Problem description → Exactly as written, print every line of the listing below and omit its pictures.

Data to process →
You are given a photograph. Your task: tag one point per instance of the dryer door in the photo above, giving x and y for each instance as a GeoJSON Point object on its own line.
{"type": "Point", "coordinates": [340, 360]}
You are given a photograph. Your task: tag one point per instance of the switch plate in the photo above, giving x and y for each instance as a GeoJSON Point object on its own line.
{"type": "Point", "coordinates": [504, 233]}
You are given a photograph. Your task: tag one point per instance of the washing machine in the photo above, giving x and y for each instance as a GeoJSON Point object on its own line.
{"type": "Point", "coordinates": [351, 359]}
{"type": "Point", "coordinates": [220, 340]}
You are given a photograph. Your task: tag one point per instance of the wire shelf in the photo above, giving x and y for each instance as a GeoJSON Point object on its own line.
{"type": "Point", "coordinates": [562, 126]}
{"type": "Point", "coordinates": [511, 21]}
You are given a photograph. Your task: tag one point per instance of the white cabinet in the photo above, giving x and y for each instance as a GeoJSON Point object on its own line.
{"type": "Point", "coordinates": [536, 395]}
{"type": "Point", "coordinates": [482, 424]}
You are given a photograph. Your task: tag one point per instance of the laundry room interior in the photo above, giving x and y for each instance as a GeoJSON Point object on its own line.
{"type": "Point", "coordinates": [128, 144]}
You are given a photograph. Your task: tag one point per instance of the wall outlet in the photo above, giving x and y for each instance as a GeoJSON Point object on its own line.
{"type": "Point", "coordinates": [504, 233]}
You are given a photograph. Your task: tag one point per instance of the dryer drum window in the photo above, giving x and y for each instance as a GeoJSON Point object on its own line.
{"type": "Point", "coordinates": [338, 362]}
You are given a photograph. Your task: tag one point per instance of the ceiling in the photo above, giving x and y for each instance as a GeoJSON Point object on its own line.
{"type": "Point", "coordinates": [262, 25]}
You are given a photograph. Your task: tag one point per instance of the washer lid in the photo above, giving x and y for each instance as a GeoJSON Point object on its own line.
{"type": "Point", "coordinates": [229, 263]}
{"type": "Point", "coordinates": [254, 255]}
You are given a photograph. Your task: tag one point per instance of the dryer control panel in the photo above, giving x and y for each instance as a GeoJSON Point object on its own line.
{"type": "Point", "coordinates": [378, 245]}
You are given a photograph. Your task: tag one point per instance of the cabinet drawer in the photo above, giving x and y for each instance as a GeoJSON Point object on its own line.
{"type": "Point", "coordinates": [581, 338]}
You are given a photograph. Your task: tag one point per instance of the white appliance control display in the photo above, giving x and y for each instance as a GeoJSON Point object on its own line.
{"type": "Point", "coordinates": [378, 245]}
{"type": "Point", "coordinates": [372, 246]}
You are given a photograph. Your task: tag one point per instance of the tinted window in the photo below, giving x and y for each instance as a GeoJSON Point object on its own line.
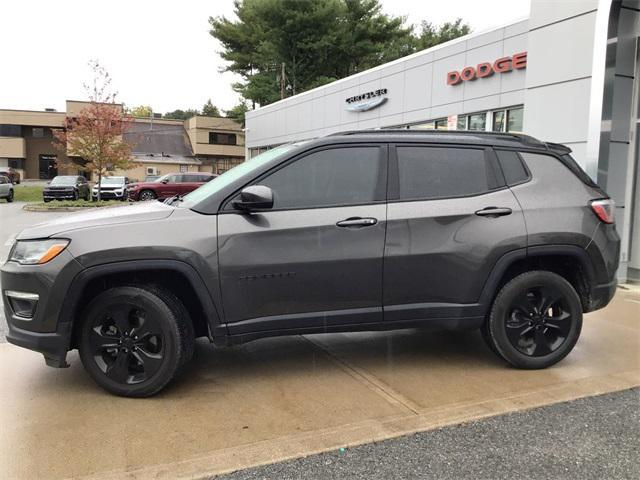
{"type": "Point", "coordinates": [340, 176]}
{"type": "Point", "coordinates": [432, 172]}
{"type": "Point", "coordinates": [512, 167]}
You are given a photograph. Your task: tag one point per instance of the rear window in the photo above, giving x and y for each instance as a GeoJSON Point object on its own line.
{"type": "Point", "coordinates": [577, 170]}
{"type": "Point", "coordinates": [512, 167]}
{"type": "Point", "coordinates": [435, 172]}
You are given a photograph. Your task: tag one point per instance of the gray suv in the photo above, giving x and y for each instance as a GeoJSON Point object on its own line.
{"type": "Point", "coordinates": [369, 230]}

Task answer →
You are given a photograph. Your task: tag one point per instance of the dryer door in the photo above, giving x and y for each instance as a GeoJSON Point object on its own line.
{"type": "Point", "coordinates": [340, 360]}
You are given a photograph. Your task: tag one point per instance of the switch plate in the photo above, giving x and y for each instance as a GeoJSON Point object on its own line.
{"type": "Point", "coordinates": [504, 233]}
You are given a photograph. Your task: tag one point per instance of the washing machine in the photo above, giving x and y for each instance as a GeoJSON Point object on its own line.
{"type": "Point", "coordinates": [351, 359]}
{"type": "Point", "coordinates": [220, 340]}
You are given a photograph. Your task: tag one point per instance of the wire shelf in the photo above, giving x and y for each instance as a GeoJSON Point object on its own line.
{"type": "Point", "coordinates": [562, 126]}
{"type": "Point", "coordinates": [511, 21]}
You are given a photograph. Your task: tag one point per instance of the white cabinet in the photo above, giving x and y for each instance as a GeoJSON Point object on its own line.
{"type": "Point", "coordinates": [536, 395]}
{"type": "Point", "coordinates": [482, 424]}
You are given a photograph. Your task: tag one point per instance of the laundry room interior in the photo above, giving x and y for each instance as a GeoJSON Point object on its own line.
{"type": "Point", "coordinates": [128, 144]}
You are given a photograph. Your task: tag one point per instance of the wall outlet in the photo above, giving x and y for each instance as a GeoJSON Point object on its own line.
{"type": "Point", "coordinates": [504, 233]}
You are given a photograph. Your task: tag one point per instance of the dryer drum window in the photo above, giving x and y for each instance as a GeoJSON Point object on its own line.
{"type": "Point", "coordinates": [338, 362]}
You are given a photograph. Your task: tag one point per instance of the ceiling in the photo above, giving x and y for each instance as a GeoJSON Point object on its own line.
{"type": "Point", "coordinates": [262, 25]}
You are given a photograph. Your task: tag one point per instance of the washer lid in the photo above, giving x and y for each instance as a GeoJSON Point object on its own line.
{"type": "Point", "coordinates": [229, 263]}
{"type": "Point", "coordinates": [254, 255]}
You are given a photograph. Your task: tag one point per instance of the dryer control panel in the photo above, giving x and y for each instance as a GeoJSON Point object on its own line.
{"type": "Point", "coordinates": [378, 245]}
You are given a photograph. Your task: tag one point per instance of the cabinet drawer in the photo above, giving x and y for each instance as a GeoJSON Point object on its own line.
{"type": "Point", "coordinates": [581, 338]}
You are given a photograph. Your task: tag one point per instance of the white appliance control display in the photo above, giving x and y for each instance as a GeoJSON Point object on its own line.
{"type": "Point", "coordinates": [378, 245]}
{"type": "Point", "coordinates": [372, 246]}
You are given a photograph. Your task: tag one point per instance of the tinted window in the photo below, giving x and y for each instance as a GeoJSON Point object on its own line.
{"type": "Point", "coordinates": [340, 176]}
{"type": "Point", "coordinates": [432, 172]}
{"type": "Point", "coordinates": [512, 167]}
You are given a photograph. Your task: tag one point per instance of the rear window in the photo above, giving x and y for each instance as a GeoJSON Point object on its own line.
{"type": "Point", "coordinates": [577, 170]}
{"type": "Point", "coordinates": [512, 167]}
{"type": "Point", "coordinates": [435, 172]}
You are given a photograph. Your task: tag one point per instance of the gray suv in the photo above, giving x and y for each instance as a GeoJSON Point object on its own line.
{"type": "Point", "coordinates": [369, 230]}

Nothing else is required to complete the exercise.